■ Extract to read
====================

Of course there are a few caveats…always caveats!

Carolina Panthers v New Orleans Saints Photo by Sean Gardner/Getty Images

Since I started playing this maddening game in the mid 90’s there has always been a couple axioms regarding the first round: (1) draft a RB in the first round and (2) don’t draft a QB in the first round. To this day these axioms stand and I’m going to tell you why. Of course there are caveats.

Yes you should draft a RB in the first round…if one of the top X is available. ‘X’ of course changes from year to year. Same with whether to draft a QB in the first round…it depends on your draft position...o This year is no different for these axioms to ring true. Here’s how I’ve determined what RBs you should draft in the first round in 2018 and when it may be the time to pick a QB.

I started with the list of top 12 scorers from last season (see top 25 below). Here’s the position breakdown for the top 12, essentially those players scoring like first rounders.

Top 12 breakdown by position:

QB: 4 of 12 (33%)

RB: 5 of 12 (42%)

WR: 3 of 12 (25%)

ESPN Fantasy Football

Those numbers certainly support taking a RB in the first round but it doesn’t explain not taking a QB. If you take the analysis out to the top 25 the numbers change somewhat.

QB: 12 of 25 (48%)

RB: 7 of 25 (28%)

WR: 6 of 25 (24%)

This should be an eye opener for everyone. Almost half of the top 25 are QBs. Since there is typically a maximum of 12 teams in a league you have a pretty good chance of getting a QB much latter in the draft. While I think you can get a good QB in the first round I would say never go earlier than the third round. Hell I got Matt Ryan in the 12th round two seasons ago. He had a big year obviously.

Waiting until the fourth or fifth round to draft a QB means you will most likely get the top QB on the board but I’m betting you get a top six or seven QB. So would I ever draft a QB in the first round? Probably not but my advice to you is you better be pretty sure your guy is going to be top five if you pull the trigger.

Are you willing to pull the trigger on Russell Wilson in the first this season? How about our QB Cam Newton? Tom Brady? Notice Drew Brees is not on the list. His offense went run heavy last season. Who really saw that coming? Final point is that you might be able to get your top QB in the second round or even later.

Moving back to RB the numbers indicate that you should consider at least five RBs in the first round but not too many after that for the second round. Here’s a look at one consensus draft rankings for the top 12, this one by ESPN. Notice not a single QB. It’s seven RBs and five WRs.

So let’s assume these are the seven top RBs to consider in the first.

LeVeon Bell

Todd Gurley

David Johnson

Zeke Elliot

Saquon Barkley

Alvin Kamara

Kareem Hunt

So if you have a top seven draft position your decision becomes pretty easy. All seven of those guys, if they remain healthy, should not only have good seasons but could vie for the No. 1 position. Of course staying healthy is a key. Just ask all the owners that drafted David Johnson No. 1 overall last season. Johnson was lost of the season in the first game of the season.

Yet the data shows that after the top seven RBs the value drops off until you get to the third round area. So it puts more value on getting a top RB in the first two rounds but then waiting until the fourth or fifth round to get your No. 2 RB.

====================

■ Dataset records
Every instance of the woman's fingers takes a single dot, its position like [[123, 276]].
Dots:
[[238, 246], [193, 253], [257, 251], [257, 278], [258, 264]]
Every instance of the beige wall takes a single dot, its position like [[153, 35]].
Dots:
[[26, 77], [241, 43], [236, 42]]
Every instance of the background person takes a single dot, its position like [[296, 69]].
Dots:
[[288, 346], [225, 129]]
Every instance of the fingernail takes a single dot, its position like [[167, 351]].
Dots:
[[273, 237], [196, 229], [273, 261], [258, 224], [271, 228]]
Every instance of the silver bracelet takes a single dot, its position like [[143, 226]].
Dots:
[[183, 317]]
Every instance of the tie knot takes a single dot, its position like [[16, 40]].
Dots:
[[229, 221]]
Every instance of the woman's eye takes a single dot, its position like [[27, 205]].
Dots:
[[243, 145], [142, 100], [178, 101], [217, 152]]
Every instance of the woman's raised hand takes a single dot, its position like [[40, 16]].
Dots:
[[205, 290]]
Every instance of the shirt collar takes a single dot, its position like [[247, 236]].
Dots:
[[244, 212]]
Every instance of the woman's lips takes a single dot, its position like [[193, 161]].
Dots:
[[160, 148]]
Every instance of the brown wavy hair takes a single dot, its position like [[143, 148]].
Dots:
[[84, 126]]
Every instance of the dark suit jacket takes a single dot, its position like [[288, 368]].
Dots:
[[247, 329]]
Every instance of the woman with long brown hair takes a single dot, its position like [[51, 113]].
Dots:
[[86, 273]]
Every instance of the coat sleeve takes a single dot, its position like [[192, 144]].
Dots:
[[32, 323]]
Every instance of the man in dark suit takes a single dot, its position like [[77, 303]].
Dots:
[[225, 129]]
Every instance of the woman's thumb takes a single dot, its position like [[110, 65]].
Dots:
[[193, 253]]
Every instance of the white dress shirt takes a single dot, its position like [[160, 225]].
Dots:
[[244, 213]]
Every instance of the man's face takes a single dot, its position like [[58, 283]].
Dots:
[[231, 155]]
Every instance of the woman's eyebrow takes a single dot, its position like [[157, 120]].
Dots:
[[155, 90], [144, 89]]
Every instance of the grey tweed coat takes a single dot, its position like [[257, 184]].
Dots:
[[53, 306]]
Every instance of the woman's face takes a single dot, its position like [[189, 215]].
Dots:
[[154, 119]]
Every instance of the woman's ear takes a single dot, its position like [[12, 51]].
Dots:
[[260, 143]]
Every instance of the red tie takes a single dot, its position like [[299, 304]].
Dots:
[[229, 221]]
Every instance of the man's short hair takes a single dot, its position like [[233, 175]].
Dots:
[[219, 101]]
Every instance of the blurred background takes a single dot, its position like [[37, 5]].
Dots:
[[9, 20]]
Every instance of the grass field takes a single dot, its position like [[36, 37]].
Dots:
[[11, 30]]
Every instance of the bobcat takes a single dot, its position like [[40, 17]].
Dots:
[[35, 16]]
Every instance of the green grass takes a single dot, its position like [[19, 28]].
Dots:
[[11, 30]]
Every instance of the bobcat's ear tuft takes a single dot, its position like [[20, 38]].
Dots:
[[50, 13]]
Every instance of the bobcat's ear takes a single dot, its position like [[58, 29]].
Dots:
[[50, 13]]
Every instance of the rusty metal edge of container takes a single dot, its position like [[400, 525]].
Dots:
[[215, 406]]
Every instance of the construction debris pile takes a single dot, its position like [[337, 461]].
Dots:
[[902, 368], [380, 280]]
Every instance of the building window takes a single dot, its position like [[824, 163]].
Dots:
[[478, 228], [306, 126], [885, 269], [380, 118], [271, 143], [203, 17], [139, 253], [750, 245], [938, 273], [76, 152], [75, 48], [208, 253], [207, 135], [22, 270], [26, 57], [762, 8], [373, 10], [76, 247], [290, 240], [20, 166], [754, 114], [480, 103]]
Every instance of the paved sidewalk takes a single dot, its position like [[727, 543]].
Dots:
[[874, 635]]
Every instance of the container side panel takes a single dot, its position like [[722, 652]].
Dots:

====================

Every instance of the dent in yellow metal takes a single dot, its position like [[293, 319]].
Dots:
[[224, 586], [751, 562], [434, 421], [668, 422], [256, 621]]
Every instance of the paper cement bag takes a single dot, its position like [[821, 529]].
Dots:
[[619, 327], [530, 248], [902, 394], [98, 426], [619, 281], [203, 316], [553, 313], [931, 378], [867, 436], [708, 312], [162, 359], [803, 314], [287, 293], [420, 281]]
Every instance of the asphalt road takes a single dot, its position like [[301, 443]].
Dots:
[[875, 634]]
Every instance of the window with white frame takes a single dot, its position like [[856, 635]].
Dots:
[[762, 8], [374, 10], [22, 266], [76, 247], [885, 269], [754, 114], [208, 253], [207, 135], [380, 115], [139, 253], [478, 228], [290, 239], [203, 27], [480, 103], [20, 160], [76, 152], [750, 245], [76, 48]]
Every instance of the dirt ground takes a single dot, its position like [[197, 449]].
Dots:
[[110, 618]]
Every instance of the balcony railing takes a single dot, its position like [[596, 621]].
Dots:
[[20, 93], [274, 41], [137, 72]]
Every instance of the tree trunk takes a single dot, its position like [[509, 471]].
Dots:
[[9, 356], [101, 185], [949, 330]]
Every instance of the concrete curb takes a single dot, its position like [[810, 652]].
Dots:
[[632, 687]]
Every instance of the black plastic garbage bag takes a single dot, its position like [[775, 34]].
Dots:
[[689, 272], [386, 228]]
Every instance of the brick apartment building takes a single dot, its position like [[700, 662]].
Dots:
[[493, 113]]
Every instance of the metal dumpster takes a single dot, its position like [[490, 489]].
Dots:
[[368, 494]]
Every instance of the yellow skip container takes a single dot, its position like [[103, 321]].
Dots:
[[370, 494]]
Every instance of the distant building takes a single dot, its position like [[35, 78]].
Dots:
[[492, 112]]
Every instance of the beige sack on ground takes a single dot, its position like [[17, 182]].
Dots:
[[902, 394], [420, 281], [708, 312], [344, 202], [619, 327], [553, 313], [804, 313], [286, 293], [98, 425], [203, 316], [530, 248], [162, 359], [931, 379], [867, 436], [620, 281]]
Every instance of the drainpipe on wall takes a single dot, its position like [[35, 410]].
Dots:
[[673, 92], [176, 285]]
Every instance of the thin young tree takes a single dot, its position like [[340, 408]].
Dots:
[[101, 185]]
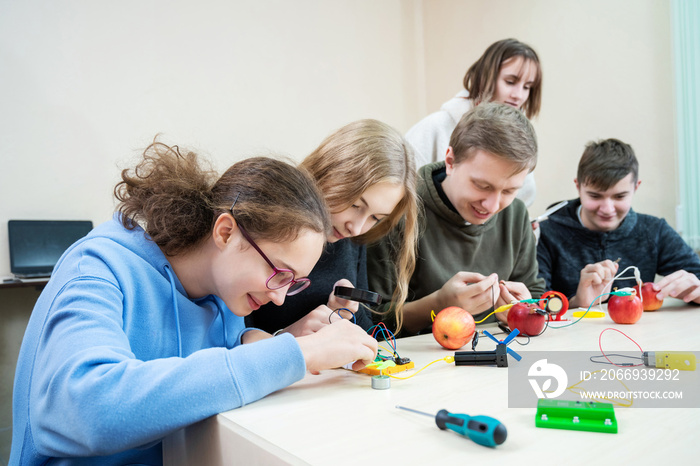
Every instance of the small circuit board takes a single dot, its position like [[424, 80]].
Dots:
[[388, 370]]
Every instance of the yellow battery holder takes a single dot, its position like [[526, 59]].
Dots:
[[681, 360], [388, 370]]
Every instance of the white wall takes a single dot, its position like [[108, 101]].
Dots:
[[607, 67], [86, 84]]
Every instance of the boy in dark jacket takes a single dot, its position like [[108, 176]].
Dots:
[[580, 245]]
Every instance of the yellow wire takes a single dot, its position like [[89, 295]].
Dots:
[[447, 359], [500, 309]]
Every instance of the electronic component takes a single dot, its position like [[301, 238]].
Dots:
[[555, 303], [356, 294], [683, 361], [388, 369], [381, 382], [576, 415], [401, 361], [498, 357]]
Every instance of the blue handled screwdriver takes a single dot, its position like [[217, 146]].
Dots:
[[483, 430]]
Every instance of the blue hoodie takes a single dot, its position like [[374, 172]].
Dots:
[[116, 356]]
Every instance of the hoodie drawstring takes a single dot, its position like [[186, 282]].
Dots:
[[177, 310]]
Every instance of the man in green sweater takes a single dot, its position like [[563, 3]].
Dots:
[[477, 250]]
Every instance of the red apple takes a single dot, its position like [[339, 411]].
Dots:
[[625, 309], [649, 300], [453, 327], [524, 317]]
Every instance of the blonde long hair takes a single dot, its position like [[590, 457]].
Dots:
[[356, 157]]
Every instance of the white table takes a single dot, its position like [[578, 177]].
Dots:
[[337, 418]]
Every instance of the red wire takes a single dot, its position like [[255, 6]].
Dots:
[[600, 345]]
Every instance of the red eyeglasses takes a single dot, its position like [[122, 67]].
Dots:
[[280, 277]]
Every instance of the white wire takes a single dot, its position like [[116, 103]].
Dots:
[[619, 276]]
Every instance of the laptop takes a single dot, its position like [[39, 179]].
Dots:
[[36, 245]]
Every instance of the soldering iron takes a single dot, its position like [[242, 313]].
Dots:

====================

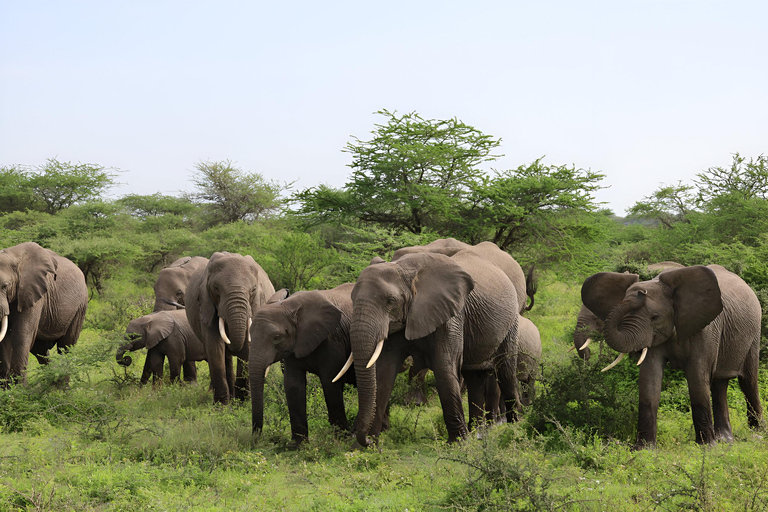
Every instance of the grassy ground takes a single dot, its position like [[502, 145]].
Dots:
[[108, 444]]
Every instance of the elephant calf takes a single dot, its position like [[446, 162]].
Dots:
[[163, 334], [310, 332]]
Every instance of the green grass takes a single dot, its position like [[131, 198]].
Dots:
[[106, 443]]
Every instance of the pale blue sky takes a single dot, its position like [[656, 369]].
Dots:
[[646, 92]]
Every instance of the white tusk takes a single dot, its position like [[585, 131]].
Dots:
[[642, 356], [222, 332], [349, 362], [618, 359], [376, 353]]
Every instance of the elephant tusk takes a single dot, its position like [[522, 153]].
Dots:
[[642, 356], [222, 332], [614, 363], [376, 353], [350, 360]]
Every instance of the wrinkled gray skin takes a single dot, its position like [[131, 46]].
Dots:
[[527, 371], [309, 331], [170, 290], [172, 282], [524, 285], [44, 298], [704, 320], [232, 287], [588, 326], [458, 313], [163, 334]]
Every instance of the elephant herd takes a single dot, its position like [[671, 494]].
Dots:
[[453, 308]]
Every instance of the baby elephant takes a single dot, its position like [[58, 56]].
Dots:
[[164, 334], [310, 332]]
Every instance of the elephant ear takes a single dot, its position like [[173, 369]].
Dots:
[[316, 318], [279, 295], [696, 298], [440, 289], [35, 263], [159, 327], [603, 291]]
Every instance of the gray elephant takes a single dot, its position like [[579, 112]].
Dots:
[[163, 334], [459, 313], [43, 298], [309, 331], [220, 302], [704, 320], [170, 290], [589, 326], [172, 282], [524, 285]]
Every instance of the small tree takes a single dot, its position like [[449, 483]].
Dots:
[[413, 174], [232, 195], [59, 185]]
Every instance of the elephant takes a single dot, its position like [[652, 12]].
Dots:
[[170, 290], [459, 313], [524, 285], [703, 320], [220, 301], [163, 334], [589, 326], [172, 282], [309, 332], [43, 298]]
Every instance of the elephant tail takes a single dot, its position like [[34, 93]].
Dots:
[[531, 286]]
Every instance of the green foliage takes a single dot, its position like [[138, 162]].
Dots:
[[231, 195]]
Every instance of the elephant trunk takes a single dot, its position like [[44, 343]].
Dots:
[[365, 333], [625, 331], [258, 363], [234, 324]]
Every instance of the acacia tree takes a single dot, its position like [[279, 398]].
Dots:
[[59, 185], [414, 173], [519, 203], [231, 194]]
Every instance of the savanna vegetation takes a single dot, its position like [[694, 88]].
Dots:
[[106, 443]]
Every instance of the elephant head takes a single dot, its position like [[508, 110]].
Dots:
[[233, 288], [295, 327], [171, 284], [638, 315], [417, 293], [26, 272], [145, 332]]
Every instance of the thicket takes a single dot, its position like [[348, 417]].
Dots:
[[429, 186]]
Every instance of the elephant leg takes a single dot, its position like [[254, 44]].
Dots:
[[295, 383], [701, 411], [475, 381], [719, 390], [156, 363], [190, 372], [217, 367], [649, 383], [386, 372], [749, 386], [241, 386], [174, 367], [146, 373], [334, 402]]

====================

■ Work required
From the fantasy football draft piece above, reproduce verbatim the passage that begins at the words "Since I started" and stops after the words "there are caveats.".

■ Result of this exercise
Since I started playing this maddening game in the mid 90’s there has always been a couple axioms regarding the first round: (1) draft a RB in the first round and (2) don’t draft a QB in the first round. To this day these axioms stand and I’m going to tell you why. Of course there are caveats.